(INSTRUCTIONS FOR THE TASK) Each record below should be set down exactly.

(SUPPLIED DATA)
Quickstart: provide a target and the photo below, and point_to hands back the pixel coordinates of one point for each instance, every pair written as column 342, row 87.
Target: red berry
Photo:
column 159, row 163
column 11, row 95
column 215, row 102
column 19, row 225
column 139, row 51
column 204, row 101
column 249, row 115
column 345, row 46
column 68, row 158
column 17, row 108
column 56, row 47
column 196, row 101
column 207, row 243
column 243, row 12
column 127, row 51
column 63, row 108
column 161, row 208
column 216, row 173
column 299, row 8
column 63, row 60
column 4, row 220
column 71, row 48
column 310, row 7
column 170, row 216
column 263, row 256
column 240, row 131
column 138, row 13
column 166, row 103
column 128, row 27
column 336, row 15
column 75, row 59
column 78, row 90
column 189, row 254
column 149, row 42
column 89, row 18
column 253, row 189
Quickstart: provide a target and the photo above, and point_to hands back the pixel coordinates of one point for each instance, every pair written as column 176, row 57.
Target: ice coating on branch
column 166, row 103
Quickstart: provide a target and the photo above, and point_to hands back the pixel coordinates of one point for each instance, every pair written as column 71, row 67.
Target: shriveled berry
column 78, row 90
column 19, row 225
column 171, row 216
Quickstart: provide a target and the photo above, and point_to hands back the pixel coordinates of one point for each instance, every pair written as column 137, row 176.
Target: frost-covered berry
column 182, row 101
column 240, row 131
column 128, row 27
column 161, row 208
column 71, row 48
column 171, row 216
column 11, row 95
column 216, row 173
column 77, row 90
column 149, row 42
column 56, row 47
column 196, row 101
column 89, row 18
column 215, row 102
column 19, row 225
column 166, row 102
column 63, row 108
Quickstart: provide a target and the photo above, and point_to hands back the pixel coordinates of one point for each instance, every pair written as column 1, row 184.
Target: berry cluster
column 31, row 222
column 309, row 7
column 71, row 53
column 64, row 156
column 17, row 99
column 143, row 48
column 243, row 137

(WRITTEN SOLUTION)
Quickstart: provide a target and the photo below, and point_to hands back the pixel coordinates of one point for each instance, every pair written as column 342, row 87.
Target: red berry
Photo:
column 159, row 163
column 11, row 95
column 215, row 102
column 19, row 225
column 139, row 51
column 204, row 101
column 249, row 115
column 345, row 46
column 68, row 158
column 17, row 108
column 56, row 47
column 196, row 101
column 207, row 243
column 243, row 12
column 127, row 51
column 63, row 108
column 161, row 208
column 216, row 173
column 299, row 8
column 63, row 60
column 4, row 220
column 71, row 48
column 310, row 7
column 170, row 216
column 263, row 256
column 240, row 131
column 138, row 13
column 166, row 103
column 128, row 27
column 336, row 15
column 75, row 59
column 78, row 90
column 189, row 254
column 149, row 42
column 89, row 18
column 253, row 189
Quickstart: provide a target and the photo above, and point_to hands back the pixel coordinates of one point for each instance, every pair written as column 176, row 57.
Target: ice coating on branch
column 166, row 103
Quickstart: provide a target and the photo above, and point_to hands back the pixel coordinates of one point for each instance, every pair written as column 71, row 67.
Target: shriveled berry
column 78, row 90
column 19, row 225
column 171, row 216
Quickstart: provide a target and the photo above, and point_to hands back the pixel coordinates of one point for each instance, every pair written as column 137, row 176.
Target: frost-covered berry
column 182, row 101
column 240, row 131
column 128, row 27
column 161, row 208
column 71, row 48
column 171, row 216
column 11, row 95
column 216, row 173
column 77, row 90
column 149, row 42
column 56, row 47
column 196, row 101
column 89, row 18
column 215, row 102
column 19, row 225
column 166, row 102
column 63, row 108
Quickstart: provide a target and the photo above, and point_to hands back the pixel coordinates of one point for each instance, every pair written as column 1, row 184.
Target: berry cluster
column 31, row 222
column 309, row 7
column 71, row 53
column 64, row 156
column 17, row 99
column 143, row 48
column 243, row 137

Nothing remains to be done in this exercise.